§ **ACTIVITY**
Continue the blog post below on the future of the Access Virus synthesizer, picking up after its final sentence.

§ **EXCERPT PROVIDED**
MATRIXSYNTH: The The Future (?) of the Access Virus


Friday, June 23, 2017

The The Future (?) of the Access Virus


synthmorph has a speculative post up on the future of the Access Virus here. What makes this one interesting is it goes into the reliance of ever obsolete DSP chips. It also lists out the chips used for each Virus. I never managed to pick up a Virus, because every time I was about to be ready a new model would come out. I wanted to pick up one Virus that covered all previous Viruses, which still leads me to the question if the latest can cover the character of previous incarnations. If anyone has an opinion, feel free to leave a comment.

"First we should talk a bit about the special computing chip, the heart of every Virus synthesizer, a certain version of the Motorola 56k DSP (digital signal processors). The origin of the DSP 56000 series came from Motorola's requests to the U.S. Music Industries as to which DSP architecture features they would need to produce synthesizers and other keyboards. This happened in the mid 1980s when the Japanese music industry introduced digital keyboards using ASICs (Application Specific Intergrated ICs), and started dominating this field previously exclusive to US manufacturers. Yamaha, Korg, Roland and others started to outdate Moog, ARP, Oberheim and Sequential Circuits. The result of this request was the birth of the first Motorola 56000 digital signal processor (DSP) generation in 1986. These 56k chips were used widespread also in the audio industry since the mid 90s, not just in hardware synthesizers and effect processors, but appeared as an auxiliary digital signal processor for audio functions in some high-end multimedia computers, like the NeXT, the Atari Falcon or the Silicon Graphics Indigo workstations...

Saved data entries
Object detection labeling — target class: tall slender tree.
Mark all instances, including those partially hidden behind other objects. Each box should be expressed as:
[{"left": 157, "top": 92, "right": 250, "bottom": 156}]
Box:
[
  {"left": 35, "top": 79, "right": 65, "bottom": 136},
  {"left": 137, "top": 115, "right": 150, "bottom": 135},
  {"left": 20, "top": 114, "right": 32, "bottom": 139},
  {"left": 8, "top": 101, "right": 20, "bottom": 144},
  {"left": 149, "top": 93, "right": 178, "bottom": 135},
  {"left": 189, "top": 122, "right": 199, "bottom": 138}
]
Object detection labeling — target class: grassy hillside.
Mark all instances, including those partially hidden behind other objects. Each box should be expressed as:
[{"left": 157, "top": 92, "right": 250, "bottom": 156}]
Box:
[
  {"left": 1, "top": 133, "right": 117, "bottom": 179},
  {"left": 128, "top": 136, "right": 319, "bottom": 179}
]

* * *

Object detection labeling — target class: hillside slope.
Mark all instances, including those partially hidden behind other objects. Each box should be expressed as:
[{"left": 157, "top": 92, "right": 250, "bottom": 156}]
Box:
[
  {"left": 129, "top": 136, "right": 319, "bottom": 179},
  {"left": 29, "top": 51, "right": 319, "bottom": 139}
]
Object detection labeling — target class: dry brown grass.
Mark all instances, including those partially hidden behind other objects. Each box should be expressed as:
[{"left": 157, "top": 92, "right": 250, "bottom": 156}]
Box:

§ **ANSWER TO THIS TASK**
As you certainly know, Virus is a digital synthesizer, with a 56k DSP running software code to generate and modify all aspects of the sounds, these are the exact models:
1997 Virus A - 1 x Motorola DSP 56303
1999 Virus B - 1 x Motorola DSP 56311
2002 Virus C - 1 x Freescale DSP 56362
2005 Virus TI - 2 x Freescale DSP 56367 - 2x150 MHz
2009 Virus TI2 - 2 x Freescale DSP 56321 - 2x275 MHz."

1 comment:

  1. I have both a virus B and a TI desk model.
    The B sits in a rack unplugged and unloved like most of my gear.
    The TI is one of the few pieces of gear I still use.used it yesterday on something I'm working on.
    I love my access synths but since going mostly ableton and plugins I don't use much hardware.
    I have a lot if hardware. Can't bear to sell it since they mostly have little value.